## Set problem
Rewrite the data from the line that contains "Could you please locate the glass dish" through the line that contains "[146, 180, 227, 208]", requests included. Scale every bounding box coordinate in the answers by 0.85 and round each result to a whole number, with halves rounding up.

Items from a labeling collection:
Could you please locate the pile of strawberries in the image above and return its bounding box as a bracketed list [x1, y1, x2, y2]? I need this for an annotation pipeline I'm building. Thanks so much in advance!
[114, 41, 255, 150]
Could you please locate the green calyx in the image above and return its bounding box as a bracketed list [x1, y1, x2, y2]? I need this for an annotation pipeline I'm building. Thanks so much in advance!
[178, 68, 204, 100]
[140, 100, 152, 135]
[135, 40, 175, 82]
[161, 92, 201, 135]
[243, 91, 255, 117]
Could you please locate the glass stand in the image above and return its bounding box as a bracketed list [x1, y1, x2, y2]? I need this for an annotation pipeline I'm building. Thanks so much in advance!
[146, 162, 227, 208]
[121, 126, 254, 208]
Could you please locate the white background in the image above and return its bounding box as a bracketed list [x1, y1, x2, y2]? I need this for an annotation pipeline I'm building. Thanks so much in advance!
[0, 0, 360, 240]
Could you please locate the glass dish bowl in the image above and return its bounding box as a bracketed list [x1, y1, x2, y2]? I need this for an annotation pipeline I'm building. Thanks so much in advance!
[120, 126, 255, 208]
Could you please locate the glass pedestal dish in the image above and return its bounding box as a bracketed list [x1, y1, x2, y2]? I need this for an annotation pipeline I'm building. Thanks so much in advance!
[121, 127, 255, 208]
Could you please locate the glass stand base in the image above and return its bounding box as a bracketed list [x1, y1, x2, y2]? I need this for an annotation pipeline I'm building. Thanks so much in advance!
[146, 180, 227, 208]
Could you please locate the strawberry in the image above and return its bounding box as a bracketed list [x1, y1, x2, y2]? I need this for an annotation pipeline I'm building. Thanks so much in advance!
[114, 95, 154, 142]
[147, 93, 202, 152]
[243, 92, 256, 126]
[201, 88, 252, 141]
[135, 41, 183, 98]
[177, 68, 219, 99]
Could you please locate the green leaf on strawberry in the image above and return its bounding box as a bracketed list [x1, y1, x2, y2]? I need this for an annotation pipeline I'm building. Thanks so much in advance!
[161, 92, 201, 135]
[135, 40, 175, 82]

## Exercise answer
Could you please locate the glass dish bowl in the image above and return its bounding box as a bracketed list [x1, y1, x2, y2]? I need this for an annotation pipeline I'm building. Thanks so much in advance!
[102, 107, 217, 177]
Could you please locate the glass pedestal dish in the image above and return its bounding box as a bracketed list [x1, y1, x2, y2]? I need this for an annotation pipeline I'm building. Thanks so much in advance!
[103, 108, 217, 177]
Could you please locate the glass stand base in the image above and return its bounding box as a bracketed list [x1, y1, x2, y2]? I need this for an annotation pipeline I'm building. Thanks so much in advance!
[124, 153, 193, 177]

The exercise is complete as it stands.